LES INÉGALITÉS DE RÉPARTITION DE LA POPULATION SUR LE TERRITOIRE BRÉSILIEN

Par Jean-Baptiste Cubilier

On constate qu’au cours de son développement, le Brésil connaît un taux d’urbanisation de plus en plus important. Ceci nous conduit à nous interroger sur l’inégalité de la répartition de la population sur ce territoire entre les sphères rurales et urbaines. Dans un premier temps nous allons nous pencher sur l’importance, les causes et les conséquences du phénomène, pour ensuite présenter comme alternative de développement la théorie de l’agriculture et du développement rural.

Une attractivité des grandes villes qui n’arrange rien

Le constat du déplacement des populations sur le territoire brésilien en direction des grandes villes est la pierre angulaire de ce blogue concernant les inégalités entre les sphères rurale et urbaine. [1] Selon A. Hudson, 20 millions de personnes se sont déplacés vers les grandes villes entre les années 1950 et 1970. Le phénomène ne s’est en aucun cas atténué puisque la population urbaine du Brésil a augmenté de 56% en 1970 à  75% en 1991. Selon Théry et Fleury, les taux d’urbanisation est aujourd’hui supérieur à 80%. Ils ajoutent aussi que ce phénomène a un lien direct avec la montée des secteurs secondaires et tertiaires, secteurs concentrés dans les grandes villes, et de la diminution de l’importance du secteur primaire. De même l’Instituto Brasileiro de Geografia e Estatistica (IBGE) [2] ajoute que la production de Rio de Janeiro représentait en 2005 11,5% du PIB du Brésil. L’explication de ce phénomène peut être interprétée par l’image de productivité et de réussite que donnent les grandes villes brésiliennes au reste du pays. Selon l’Ambassade du Brésil en France, « le Sudeste est la région la plus peuplée du pays : 77 millions habitants en 2004, ce qui correspond à 43% de la population totale » [3].

__Consigne 1__.
Répondez à ces questions sur le texte consacré à la répartition de la population au Brésil :
(a) Quelle alternative de développement l'auteur annonce-t-il vouloir présenter ?
(b) Selon A. Hudson, combien de personnes se sont déplacées vers les grandes villes entre les années 1950 et 1970 ?
(c) D'après l'Ambassade du Brésil en France, combien d'habitants comptait le Sudeste en 2004, et quelle part de la population totale cela représentait-il ?
__Consigne 2__.
Écrivez la suite du texte sur la répartition de la population au Brésil, en reprenant après sa dernière phrase.
La liste ci-dessous est un document à part, sans rapport avec le texte.

__Informations extraites__.

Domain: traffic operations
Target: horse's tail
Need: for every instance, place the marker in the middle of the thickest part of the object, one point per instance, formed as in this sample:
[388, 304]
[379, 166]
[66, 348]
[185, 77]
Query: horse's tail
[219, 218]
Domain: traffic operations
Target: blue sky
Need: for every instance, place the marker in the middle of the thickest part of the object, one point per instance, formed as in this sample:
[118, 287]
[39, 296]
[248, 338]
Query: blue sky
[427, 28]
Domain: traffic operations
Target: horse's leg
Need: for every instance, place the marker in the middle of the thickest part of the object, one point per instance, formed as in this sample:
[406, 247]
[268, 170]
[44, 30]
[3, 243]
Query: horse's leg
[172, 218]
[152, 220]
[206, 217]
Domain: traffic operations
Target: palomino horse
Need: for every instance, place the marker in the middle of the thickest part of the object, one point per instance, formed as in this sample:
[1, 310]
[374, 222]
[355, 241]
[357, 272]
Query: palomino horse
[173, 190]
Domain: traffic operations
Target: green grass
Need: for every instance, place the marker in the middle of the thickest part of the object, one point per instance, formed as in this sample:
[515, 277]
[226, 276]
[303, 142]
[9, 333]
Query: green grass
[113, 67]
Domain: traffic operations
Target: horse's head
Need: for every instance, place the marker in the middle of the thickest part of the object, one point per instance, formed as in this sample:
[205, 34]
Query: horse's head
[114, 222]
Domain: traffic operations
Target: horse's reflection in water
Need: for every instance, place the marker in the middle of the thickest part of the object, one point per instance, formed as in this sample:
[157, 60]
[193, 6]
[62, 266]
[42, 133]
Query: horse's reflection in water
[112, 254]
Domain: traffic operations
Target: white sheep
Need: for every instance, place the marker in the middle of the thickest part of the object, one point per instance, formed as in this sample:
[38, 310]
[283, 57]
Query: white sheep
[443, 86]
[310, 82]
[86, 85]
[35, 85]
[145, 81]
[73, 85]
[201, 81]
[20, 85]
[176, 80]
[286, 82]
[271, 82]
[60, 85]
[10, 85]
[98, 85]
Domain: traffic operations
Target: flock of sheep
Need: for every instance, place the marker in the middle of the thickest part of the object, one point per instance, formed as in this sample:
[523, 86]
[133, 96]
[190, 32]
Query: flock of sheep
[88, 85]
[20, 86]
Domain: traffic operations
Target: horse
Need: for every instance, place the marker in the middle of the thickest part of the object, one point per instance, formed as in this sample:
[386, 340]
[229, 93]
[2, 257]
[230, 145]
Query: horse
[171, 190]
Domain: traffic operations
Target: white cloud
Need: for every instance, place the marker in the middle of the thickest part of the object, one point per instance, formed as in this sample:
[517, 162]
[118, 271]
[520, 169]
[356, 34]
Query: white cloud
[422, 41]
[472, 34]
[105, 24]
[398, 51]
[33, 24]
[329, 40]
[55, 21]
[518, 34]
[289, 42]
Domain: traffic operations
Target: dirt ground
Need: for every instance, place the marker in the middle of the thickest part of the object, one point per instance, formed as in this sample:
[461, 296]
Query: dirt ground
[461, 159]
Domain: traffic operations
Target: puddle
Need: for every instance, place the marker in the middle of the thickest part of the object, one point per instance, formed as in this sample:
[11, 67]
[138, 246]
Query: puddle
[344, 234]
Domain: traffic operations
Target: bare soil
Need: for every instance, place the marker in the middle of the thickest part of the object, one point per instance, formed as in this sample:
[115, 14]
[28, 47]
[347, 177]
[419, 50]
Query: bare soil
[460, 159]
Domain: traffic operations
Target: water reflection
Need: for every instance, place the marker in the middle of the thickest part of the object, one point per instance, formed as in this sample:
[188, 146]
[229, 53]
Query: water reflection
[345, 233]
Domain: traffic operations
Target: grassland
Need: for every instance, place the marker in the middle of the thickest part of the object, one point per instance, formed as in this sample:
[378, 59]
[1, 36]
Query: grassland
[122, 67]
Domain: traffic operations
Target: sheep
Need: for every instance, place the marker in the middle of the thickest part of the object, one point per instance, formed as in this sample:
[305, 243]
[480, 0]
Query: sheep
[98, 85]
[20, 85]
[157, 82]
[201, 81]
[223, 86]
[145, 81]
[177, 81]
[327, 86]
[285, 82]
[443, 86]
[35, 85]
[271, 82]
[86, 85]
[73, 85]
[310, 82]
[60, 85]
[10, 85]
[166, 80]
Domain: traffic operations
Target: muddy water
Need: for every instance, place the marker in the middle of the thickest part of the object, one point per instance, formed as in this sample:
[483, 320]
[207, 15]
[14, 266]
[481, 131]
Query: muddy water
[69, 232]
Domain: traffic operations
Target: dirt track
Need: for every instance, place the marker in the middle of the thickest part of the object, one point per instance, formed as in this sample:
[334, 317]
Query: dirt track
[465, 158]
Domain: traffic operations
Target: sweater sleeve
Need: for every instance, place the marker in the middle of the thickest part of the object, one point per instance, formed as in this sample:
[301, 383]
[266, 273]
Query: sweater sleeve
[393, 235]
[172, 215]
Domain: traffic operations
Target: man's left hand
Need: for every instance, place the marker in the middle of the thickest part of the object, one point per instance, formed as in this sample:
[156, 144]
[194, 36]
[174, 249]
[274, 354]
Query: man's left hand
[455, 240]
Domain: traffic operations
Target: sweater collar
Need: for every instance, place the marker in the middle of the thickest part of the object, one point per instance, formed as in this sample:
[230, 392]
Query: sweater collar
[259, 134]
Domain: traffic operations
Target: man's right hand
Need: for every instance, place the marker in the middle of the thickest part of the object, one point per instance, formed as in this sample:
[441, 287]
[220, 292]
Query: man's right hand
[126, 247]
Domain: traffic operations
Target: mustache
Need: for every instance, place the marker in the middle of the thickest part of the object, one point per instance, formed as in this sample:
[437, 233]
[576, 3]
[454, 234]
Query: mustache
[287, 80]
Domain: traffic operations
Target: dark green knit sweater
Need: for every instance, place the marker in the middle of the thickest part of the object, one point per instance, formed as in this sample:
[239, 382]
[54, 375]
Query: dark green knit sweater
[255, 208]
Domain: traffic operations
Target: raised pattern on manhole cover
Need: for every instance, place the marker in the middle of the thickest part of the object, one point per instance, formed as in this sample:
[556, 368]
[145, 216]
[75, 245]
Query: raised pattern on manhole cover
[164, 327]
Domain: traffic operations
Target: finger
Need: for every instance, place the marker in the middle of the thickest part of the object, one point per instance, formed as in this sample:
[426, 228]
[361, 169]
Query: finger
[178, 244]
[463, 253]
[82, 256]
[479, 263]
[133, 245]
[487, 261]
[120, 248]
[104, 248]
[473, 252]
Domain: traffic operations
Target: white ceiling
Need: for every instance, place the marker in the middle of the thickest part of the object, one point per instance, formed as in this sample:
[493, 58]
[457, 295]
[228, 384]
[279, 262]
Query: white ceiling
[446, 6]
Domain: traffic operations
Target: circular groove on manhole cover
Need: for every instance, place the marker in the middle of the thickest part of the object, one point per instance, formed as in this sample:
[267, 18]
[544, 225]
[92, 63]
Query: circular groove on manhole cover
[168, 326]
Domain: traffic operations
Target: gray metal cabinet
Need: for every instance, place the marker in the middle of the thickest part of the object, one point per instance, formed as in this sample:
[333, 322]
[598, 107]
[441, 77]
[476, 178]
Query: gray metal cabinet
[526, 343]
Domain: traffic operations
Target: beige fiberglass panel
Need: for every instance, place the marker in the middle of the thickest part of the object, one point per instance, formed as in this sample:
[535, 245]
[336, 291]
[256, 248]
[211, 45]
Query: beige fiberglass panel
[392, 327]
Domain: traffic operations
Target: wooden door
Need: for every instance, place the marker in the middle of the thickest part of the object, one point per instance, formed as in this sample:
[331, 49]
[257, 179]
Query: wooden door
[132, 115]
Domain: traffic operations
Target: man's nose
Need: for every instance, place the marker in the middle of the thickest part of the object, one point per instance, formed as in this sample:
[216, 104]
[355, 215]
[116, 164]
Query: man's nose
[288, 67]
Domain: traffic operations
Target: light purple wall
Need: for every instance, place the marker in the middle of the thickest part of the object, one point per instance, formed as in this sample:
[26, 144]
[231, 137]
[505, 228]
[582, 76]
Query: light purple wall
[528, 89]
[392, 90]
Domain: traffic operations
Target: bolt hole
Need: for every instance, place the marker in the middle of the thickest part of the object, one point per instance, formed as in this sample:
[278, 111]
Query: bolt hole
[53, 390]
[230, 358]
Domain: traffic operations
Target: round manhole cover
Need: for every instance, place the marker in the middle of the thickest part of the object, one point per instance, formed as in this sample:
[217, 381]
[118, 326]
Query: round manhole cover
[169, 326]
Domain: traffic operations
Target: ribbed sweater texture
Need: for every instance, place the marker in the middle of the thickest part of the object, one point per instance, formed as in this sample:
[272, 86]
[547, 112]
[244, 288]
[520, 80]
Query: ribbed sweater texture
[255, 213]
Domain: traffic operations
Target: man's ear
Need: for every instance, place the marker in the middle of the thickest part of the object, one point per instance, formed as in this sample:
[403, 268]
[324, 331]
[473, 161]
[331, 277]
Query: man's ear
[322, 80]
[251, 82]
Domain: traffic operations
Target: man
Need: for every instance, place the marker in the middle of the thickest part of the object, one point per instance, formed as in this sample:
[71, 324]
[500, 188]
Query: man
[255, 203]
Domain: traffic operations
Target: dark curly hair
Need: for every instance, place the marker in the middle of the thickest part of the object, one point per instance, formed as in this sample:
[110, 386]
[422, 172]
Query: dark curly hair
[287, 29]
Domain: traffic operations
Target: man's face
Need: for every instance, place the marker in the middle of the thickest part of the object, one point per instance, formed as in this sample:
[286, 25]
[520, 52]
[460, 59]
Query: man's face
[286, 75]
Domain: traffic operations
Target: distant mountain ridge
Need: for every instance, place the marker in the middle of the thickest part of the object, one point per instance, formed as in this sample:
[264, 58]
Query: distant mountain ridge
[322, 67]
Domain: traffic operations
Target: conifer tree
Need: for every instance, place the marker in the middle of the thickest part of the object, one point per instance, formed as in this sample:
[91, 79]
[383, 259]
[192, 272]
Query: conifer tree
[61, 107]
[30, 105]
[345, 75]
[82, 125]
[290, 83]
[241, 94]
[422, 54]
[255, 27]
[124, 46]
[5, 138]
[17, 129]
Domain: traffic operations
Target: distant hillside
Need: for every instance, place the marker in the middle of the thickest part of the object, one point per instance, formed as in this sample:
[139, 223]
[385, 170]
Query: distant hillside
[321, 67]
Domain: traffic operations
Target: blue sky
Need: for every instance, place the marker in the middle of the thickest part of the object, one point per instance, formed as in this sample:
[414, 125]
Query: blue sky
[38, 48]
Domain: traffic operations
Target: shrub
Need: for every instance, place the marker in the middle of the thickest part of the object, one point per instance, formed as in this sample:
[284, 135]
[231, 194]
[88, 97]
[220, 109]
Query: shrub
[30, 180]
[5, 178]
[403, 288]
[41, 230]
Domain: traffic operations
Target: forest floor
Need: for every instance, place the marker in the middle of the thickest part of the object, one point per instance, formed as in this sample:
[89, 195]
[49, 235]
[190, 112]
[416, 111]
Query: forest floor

__Résultat obtenu 1__.
(a) La théorie de l'agriculture et du développement rural.
(b) 20 millions de personnes.
(c) 77 millions d'habitants, soit 43 % de la population totale.

__Résultat obtenu 2__.
Dans un environnement de mise en avant de certains secteurs et de la productivité fulgurante de certaines villes, il n’est pas étonnant de voir les populations de l’espace rural se déplacer vers ces nouveaux pôles de la croissance du pays. Il existe, comme nous pouvons le voir sur la photo juste en dessous, une attractivité que la sphère rurale ne connaît pas, c’est-à-dire tout espace n’étant pas à proximité de ces grandes villes, où les perspectives de développement et de croissance sont faibles. Apparaissant aux yeux des populations locales comme des eldorados pour ce qui est des perspectives d’avenir, il n’est pas étonnant que l’on assiste aujourd’hui à un véritable exode rural. L’objectif serait donc comme le précise Maria de Nazareth Baudel Wanderley [4] de parvenir à un continuum urbain-rural, c’est-à-dire une homogénéisation de l’importance accordée aux deux sphères en termes d’attractivité. Un tel défi est aujourd’hui des moins négligeables : le Brésil va connaître, en ne remédiant pas le plus vite possible au problème de la surpopulation de ses grandes villes à deux conséquences : l’existence d’une seule identité nationale à la fois urbaine et industrielle, et la disparition d’une image positive de la sphère rurale.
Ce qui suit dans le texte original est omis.